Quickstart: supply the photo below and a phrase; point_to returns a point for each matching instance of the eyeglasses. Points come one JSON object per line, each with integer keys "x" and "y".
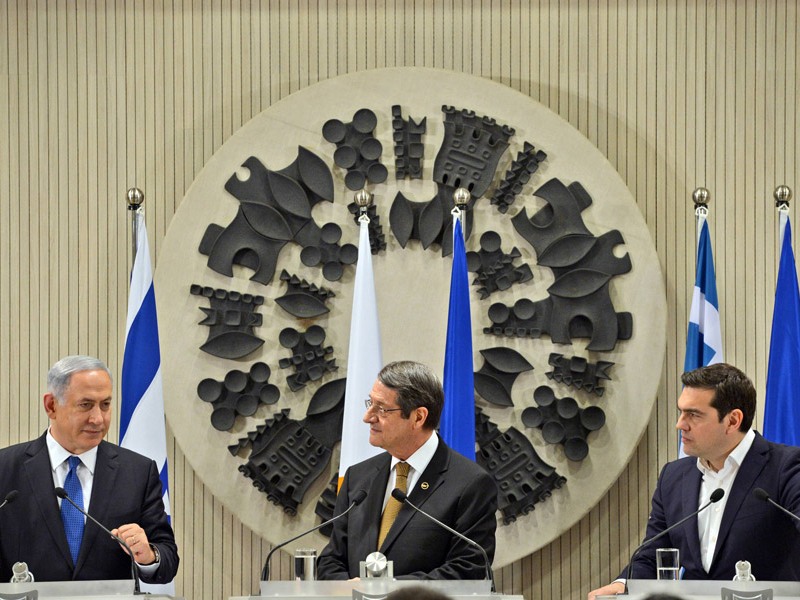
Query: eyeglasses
{"x": 382, "y": 412}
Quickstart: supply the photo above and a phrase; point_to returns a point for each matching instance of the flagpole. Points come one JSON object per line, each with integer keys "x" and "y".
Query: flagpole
{"x": 135, "y": 198}
{"x": 782, "y": 194}
{"x": 461, "y": 198}
{"x": 701, "y": 197}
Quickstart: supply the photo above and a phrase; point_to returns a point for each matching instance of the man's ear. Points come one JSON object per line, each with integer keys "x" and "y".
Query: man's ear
{"x": 734, "y": 419}
{"x": 49, "y": 402}
{"x": 420, "y": 416}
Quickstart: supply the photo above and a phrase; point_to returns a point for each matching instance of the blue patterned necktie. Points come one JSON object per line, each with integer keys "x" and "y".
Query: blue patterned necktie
{"x": 71, "y": 516}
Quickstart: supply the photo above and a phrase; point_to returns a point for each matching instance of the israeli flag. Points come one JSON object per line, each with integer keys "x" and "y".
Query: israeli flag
{"x": 141, "y": 426}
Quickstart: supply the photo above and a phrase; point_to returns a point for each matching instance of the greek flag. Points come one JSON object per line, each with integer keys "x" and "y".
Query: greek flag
{"x": 782, "y": 403}
{"x": 458, "y": 417}
{"x": 704, "y": 338}
{"x": 141, "y": 426}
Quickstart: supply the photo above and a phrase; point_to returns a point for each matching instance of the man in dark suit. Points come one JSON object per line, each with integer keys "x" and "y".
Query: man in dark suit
{"x": 716, "y": 408}
{"x": 118, "y": 487}
{"x": 403, "y": 412}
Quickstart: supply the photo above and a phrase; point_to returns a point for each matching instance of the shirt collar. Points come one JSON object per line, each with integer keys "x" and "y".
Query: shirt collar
{"x": 736, "y": 456}
{"x": 423, "y": 455}
{"x": 58, "y": 454}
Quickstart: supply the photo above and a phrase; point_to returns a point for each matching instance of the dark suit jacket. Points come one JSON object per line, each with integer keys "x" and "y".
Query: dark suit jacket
{"x": 751, "y": 529}
{"x": 126, "y": 489}
{"x": 452, "y": 488}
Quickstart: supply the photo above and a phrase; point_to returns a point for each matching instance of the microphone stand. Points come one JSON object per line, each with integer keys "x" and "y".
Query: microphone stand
{"x": 398, "y": 494}
{"x": 716, "y": 496}
{"x": 62, "y": 493}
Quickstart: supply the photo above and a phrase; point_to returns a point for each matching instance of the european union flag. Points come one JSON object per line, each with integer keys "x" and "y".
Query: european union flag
{"x": 782, "y": 403}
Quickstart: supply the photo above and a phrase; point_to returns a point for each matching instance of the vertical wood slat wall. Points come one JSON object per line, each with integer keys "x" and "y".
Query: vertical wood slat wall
{"x": 97, "y": 96}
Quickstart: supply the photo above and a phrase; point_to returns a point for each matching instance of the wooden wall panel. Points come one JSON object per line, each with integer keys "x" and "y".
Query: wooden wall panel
{"x": 100, "y": 95}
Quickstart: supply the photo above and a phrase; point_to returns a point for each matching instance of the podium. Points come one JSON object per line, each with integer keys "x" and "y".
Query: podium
{"x": 710, "y": 590}
{"x": 372, "y": 589}
{"x": 112, "y": 589}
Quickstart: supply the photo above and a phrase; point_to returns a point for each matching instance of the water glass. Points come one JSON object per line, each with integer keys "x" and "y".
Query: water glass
{"x": 668, "y": 564}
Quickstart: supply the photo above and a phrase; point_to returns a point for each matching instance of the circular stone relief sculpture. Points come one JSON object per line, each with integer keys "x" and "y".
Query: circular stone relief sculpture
{"x": 254, "y": 286}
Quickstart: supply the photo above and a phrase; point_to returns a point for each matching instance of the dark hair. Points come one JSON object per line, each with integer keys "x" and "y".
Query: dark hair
{"x": 416, "y": 386}
{"x": 417, "y": 592}
{"x": 732, "y": 389}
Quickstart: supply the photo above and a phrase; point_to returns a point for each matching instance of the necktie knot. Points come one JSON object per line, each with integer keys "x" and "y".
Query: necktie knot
{"x": 393, "y": 505}
{"x": 71, "y": 516}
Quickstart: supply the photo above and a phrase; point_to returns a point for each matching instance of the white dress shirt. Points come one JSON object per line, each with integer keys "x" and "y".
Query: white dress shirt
{"x": 709, "y": 520}
{"x": 60, "y": 468}
{"x": 59, "y": 464}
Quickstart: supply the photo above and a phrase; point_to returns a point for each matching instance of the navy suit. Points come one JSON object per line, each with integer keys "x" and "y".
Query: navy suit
{"x": 455, "y": 490}
{"x": 125, "y": 489}
{"x": 751, "y": 529}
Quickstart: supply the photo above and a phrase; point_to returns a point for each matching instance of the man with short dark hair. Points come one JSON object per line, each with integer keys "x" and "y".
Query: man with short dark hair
{"x": 118, "y": 487}
{"x": 403, "y": 412}
{"x": 716, "y": 410}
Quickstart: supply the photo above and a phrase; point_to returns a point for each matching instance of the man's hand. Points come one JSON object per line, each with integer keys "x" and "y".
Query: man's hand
{"x": 607, "y": 590}
{"x": 136, "y": 538}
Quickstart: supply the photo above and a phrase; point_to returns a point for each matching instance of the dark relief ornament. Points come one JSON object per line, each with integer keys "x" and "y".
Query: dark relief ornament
{"x": 285, "y": 456}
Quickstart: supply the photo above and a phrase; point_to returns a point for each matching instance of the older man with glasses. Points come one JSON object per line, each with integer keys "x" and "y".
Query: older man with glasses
{"x": 403, "y": 413}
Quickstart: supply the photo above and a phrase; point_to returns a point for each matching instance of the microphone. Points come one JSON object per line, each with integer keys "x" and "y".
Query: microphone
{"x": 358, "y": 498}
{"x": 21, "y": 574}
{"x": 401, "y": 496}
{"x": 10, "y": 497}
{"x": 716, "y": 496}
{"x": 763, "y": 495}
{"x": 62, "y": 493}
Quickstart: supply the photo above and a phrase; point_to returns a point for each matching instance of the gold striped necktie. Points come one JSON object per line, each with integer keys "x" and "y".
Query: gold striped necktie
{"x": 393, "y": 506}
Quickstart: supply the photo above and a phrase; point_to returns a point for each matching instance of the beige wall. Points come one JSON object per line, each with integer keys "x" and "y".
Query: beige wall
{"x": 98, "y": 96}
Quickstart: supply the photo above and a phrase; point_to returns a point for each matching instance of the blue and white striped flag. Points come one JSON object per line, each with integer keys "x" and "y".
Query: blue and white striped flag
{"x": 141, "y": 425}
{"x": 704, "y": 338}
{"x": 458, "y": 416}
{"x": 782, "y": 401}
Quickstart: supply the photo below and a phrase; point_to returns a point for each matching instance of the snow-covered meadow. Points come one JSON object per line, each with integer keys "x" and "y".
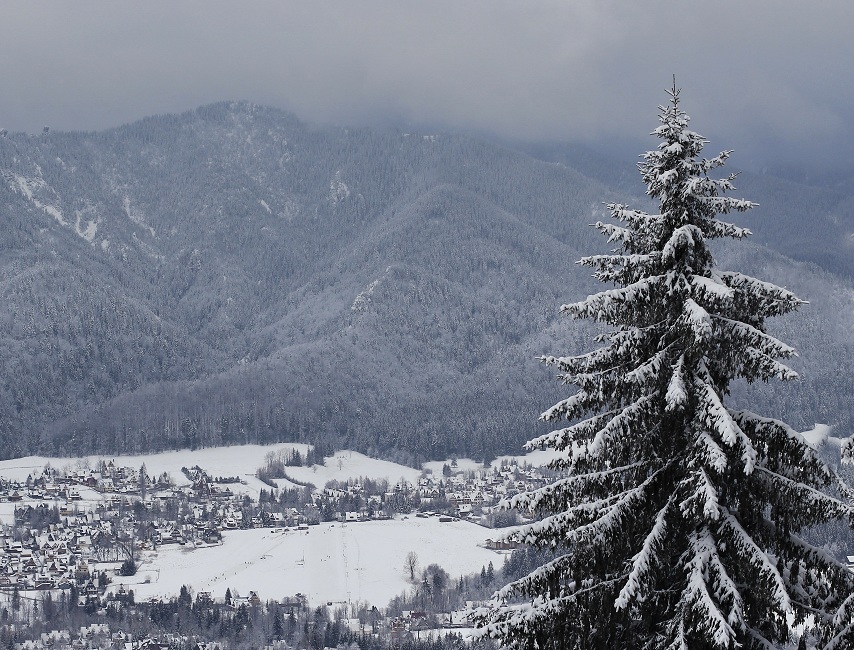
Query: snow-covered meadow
{"x": 331, "y": 562}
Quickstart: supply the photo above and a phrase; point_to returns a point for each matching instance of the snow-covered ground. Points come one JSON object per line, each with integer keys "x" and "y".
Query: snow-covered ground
{"x": 331, "y": 562}
{"x": 242, "y": 461}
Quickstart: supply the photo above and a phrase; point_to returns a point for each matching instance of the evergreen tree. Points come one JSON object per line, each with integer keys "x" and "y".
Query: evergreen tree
{"x": 680, "y": 521}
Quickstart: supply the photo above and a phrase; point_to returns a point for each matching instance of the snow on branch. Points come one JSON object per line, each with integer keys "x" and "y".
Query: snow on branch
{"x": 746, "y": 548}
{"x": 642, "y": 562}
{"x": 676, "y": 395}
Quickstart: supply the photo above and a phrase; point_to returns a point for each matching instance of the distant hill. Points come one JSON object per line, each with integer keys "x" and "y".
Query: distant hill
{"x": 231, "y": 275}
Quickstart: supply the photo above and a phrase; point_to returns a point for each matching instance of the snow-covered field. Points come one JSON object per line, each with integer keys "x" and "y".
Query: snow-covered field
{"x": 331, "y": 562}
{"x": 241, "y": 461}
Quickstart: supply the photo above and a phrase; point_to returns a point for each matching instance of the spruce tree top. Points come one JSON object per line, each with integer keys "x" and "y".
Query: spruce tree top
{"x": 679, "y": 524}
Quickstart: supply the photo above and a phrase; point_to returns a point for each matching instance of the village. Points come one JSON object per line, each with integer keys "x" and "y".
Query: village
{"x": 76, "y": 533}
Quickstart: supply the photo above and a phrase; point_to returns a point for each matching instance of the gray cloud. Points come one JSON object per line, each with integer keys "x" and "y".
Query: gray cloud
{"x": 769, "y": 79}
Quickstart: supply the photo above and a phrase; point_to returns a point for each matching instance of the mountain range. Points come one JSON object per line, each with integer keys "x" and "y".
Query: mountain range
{"x": 233, "y": 275}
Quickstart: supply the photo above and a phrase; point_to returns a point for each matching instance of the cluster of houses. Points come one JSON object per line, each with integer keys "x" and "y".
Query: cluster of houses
{"x": 65, "y": 522}
{"x": 99, "y": 635}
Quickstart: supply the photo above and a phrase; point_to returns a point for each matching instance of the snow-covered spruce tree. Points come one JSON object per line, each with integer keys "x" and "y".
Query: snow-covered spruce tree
{"x": 679, "y": 524}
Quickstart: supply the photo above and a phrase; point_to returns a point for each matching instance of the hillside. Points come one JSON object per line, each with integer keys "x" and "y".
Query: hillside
{"x": 231, "y": 275}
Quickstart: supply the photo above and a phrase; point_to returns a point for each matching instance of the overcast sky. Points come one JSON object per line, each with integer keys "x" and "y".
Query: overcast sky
{"x": 773, "y": 80}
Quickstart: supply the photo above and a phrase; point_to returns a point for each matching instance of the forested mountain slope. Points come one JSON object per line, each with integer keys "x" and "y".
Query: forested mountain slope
{"x": 232, "y": 275}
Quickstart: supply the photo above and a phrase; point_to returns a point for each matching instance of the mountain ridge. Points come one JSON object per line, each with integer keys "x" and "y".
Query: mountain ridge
{"x": 231, "y": 275}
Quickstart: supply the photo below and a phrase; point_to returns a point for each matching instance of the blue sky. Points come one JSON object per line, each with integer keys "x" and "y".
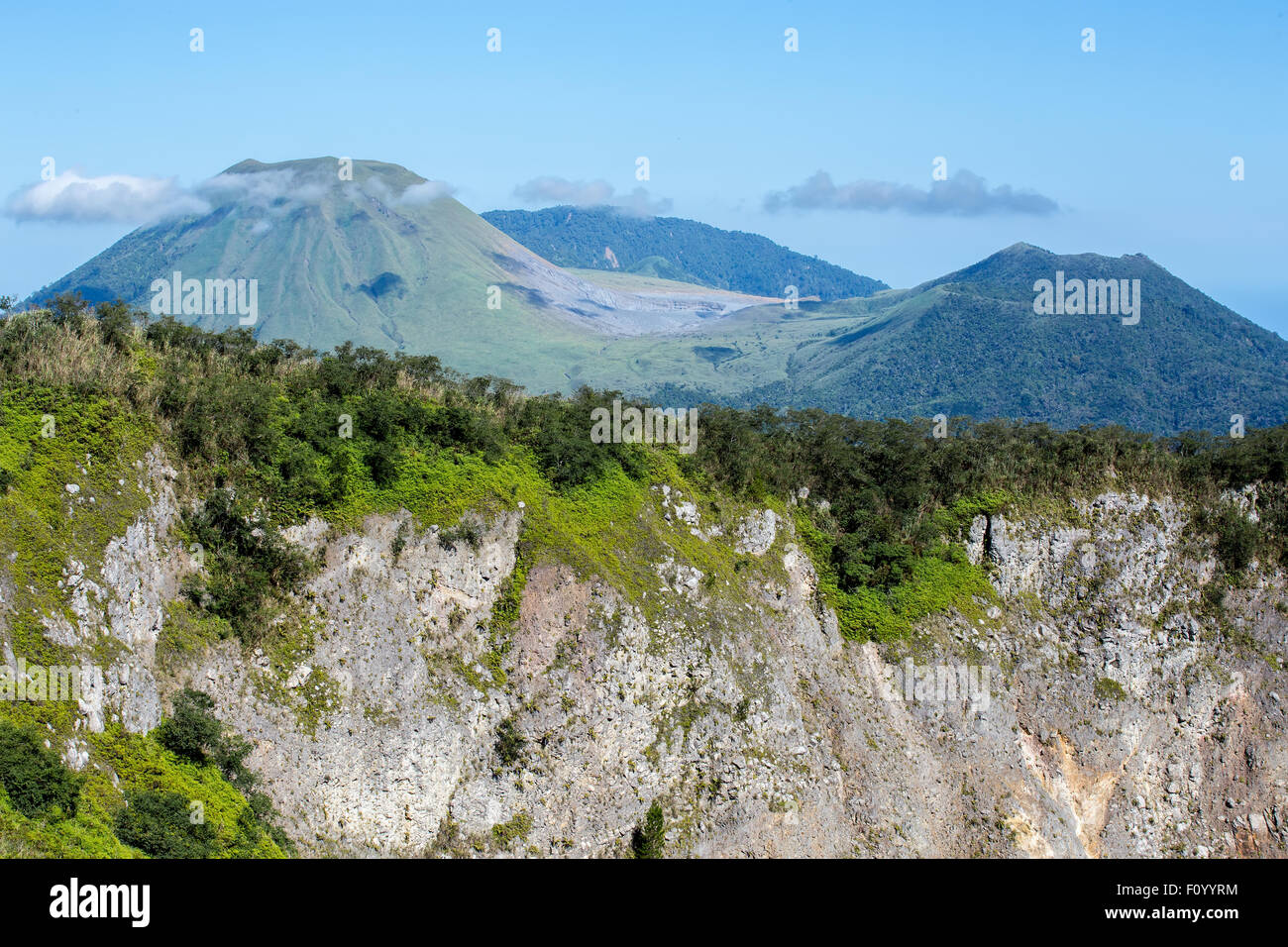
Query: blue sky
{"x": 1132, "y": 142}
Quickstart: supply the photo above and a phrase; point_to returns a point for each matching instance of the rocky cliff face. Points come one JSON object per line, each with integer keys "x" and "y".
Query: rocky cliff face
{"x": 1099, "y": 703}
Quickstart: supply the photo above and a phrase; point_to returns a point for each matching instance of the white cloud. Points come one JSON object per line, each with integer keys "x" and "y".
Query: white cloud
{"x": 425, "y": 192}
{"x": 590, "y": 193}
{"x": 550, "y": 189}
{"x": 962, "y": 195}
{"x": 111, "y": 197}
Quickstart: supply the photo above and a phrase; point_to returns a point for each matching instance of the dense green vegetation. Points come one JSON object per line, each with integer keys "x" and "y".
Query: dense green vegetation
{"x": 34, "y": 779}
{"x": 270, "y": 434}
{"x": 970, "y": 344}
{"x": 677, "y": 249}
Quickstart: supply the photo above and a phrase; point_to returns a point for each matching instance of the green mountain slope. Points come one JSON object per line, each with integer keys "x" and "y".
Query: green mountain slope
{"x": 677, "y": 249}
{"x": 970, "y": 344}
{"x": 378, "y": 261}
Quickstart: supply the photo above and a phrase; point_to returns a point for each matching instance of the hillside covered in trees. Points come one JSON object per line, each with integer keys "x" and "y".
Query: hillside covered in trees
{"x": 266, "y": 437}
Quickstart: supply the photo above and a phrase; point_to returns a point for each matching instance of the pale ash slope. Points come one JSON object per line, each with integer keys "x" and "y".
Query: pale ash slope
{"x": 738, "y": 709}
{"x": 387, "y": 261}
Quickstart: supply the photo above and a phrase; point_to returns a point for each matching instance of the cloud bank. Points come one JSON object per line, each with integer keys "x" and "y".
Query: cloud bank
{"x": 590, "y": 193}
{"x": 962, "y": 195}
{"x": 108, "y": 198}
{"x": 132, "y": 200}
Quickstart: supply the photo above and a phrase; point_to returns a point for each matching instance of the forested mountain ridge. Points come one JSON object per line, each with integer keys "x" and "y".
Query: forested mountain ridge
{"x": 355, "y": 603}
{"x": 677, "y": 249}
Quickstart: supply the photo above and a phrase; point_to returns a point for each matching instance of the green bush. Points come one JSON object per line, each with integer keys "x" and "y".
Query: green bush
{"x": 1109, "y": 689}
{"x": 1236, "y": 539}
{"x": 509, "y": 742}
{"x": 248, "y": 564}
{"x": 162, "y": 825}
{"x": 35, "y": 779}
{"x": 648, "y": 840}
{"x": 192, "y": 731}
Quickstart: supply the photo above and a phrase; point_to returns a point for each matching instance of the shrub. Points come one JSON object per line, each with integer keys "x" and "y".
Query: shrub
{"x": 1109, "y": 689}
{"x": 160, "y": 825}
{"x": 649, "y": 839}
{"x": 34, "y": 777}
{"x": 509, "y": 742}
{"x": 192, "y": 732}
{"x": 1235, "y": 539}
{"x": 246, "y": 565}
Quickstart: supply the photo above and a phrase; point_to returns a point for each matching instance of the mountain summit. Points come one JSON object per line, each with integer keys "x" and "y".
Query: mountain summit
{"x": 375, "y": 254}
{"x": 386, "y": 258}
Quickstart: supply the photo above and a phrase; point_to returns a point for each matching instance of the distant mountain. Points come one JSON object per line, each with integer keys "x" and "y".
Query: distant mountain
{"x": 387, "y": 261}
{"x": 970, "y": 343}
{"x": 677, "y": 249}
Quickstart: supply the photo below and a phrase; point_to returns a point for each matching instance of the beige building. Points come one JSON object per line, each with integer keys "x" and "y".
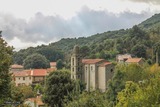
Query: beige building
{"x": 94, "y": 72}
{"x": 16, "y": 67}
{"x": 53, "y": 65}
{"x": 28, "y": 77}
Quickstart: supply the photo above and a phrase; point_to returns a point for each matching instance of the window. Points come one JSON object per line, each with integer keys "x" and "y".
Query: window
{"x": 86, "y": 68}
{"x": 73, "y": 69}
{"x": 73, "y": 61}
{"x": 111, "y": 70}
{"x": 91, "y": 68}
{"x": 78, "y": 69}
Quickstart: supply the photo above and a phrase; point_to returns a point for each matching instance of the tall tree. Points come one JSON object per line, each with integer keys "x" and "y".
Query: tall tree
{"x": 36, "y": 61}
{"x": 5, "y": 62}
{"x": 58, "y": 85}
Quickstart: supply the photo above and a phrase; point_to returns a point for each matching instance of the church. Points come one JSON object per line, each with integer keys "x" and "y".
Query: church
{"x": 94, "y": 72}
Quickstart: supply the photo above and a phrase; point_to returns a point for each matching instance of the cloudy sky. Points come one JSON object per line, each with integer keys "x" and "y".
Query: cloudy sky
{"x": 33, "y": 22}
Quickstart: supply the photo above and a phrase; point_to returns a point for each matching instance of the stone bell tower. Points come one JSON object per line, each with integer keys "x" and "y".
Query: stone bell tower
{"x": 76, "y": 64}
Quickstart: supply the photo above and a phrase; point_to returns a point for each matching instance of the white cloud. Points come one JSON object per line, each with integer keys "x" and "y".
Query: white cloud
{"x": 43, "y": 28}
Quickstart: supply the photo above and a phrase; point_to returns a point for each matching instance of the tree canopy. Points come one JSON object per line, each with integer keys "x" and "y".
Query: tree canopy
{"x": 5, "y": 62}
{"x": 36, "y": 61}
{"x": 58, "y": 85}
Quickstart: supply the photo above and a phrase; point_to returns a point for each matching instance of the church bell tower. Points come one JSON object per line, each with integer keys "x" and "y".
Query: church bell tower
{"x": 76, "y": 64}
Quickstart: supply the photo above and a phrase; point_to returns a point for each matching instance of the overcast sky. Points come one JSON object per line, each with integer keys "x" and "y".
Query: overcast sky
{"x": 33, "y": 22}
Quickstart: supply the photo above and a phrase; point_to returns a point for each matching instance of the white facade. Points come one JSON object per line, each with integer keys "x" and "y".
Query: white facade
{"x": 94, "y": 72}
{"x": 23, "y": 80}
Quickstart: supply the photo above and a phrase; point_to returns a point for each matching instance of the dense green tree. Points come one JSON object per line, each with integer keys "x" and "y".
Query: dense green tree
{"x": 5, "y": 62}
{"x": 20, "y": 93}
{"x": 139, "y": 50}
{"x": 60, "y": 64}
{"x": 86, "y": 99}
{"x": 36, "y": 61}
{"x": 142, "y": 94}
{"x": 58, "y": 85}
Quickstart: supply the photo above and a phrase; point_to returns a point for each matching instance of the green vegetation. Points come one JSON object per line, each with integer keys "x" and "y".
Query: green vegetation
{"x": 58, "y": 85}
{"x": 131, "y": 86}
{"x": 36, "y": 61}
{"x": 5, "y": 77}
{"x": 138, "y": 40}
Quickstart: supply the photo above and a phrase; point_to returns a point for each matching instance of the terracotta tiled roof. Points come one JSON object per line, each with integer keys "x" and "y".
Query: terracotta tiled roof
{"x": 91, "y": 61}
{"x": 22, "y": 73}
{"x": 16, "y": 66}
{"x": 133, "y": 60}
{"x": 53, "y": 63}
{"x": 39, "y": 72}
{"x": 125, "y": 56}
{"x": 105, "y": 63}
{"x": 50, "y": 69}
{"x": 34, "y": 72}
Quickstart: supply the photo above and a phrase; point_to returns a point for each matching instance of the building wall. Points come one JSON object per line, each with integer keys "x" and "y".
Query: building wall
{"x": 101, "y": 79}
{"x": 93, "y": 71}
{"x": 90, "y": 77}
{"x": 38, "y": 78}
{"x": 23, "y": 80}
{"x": 109, "y": 72}
{"x": 76, "y": 67}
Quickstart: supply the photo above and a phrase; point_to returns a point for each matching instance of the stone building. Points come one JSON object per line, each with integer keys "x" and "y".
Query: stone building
{"x": 94, "y": 72}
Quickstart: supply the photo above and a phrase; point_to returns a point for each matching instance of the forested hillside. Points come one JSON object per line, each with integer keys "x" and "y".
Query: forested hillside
{"x": 141, "y": 40}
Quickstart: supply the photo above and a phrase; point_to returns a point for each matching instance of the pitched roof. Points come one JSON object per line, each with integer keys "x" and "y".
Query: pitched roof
{"x": 124, "y": 56}
{"x": 50, "y": 69}
{"x": 34, "y": 72}
{"x": 37, "y": 100}
{"x": 53, "y": 63}
{"x": 16, "y": 66}
{"x": 134, "y": 60}
{"x": 22, "y": 73}
{"x": 91, "y": 61}
{"x": 39, "y": 72}
{"x": 105, "y": 64}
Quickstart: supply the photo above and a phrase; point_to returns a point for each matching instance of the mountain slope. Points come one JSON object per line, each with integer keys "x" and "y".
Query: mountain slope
{"x": 107, "y": 45}
{"x": 151, "y": 23}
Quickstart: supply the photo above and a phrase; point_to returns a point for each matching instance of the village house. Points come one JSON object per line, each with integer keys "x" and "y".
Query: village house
{"x": 139, "y": 61}
{"x": 16, "y": 67}
{"x": 94, "y": 72}
{"x": 28, "y": 77}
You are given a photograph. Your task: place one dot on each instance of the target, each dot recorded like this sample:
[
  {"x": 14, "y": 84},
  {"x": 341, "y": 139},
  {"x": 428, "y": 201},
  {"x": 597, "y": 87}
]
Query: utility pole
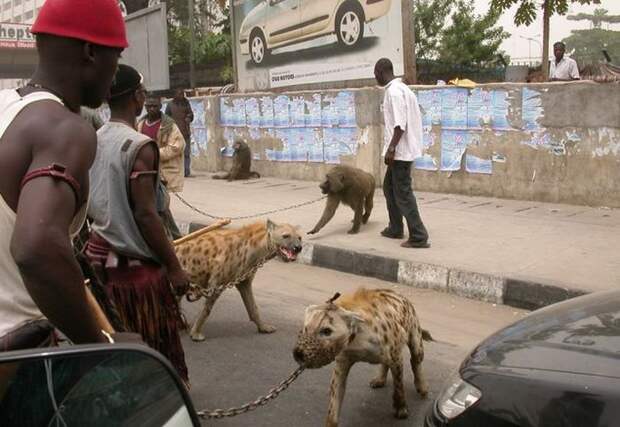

☆ ☆ ☆ ☆ ☆ ☆ ☆

WHAT YOU NEED TO DO:
Return every line of the records that contains the word "dress".

RESULT OF THIS EXERCISE:
Quickstart: supply the photo above and a phrase; point_to returns a point for each matching instance of the white dress shirt. Points come one JSON object per line, each with integer keys "x" and "y".
Query: white dress shirt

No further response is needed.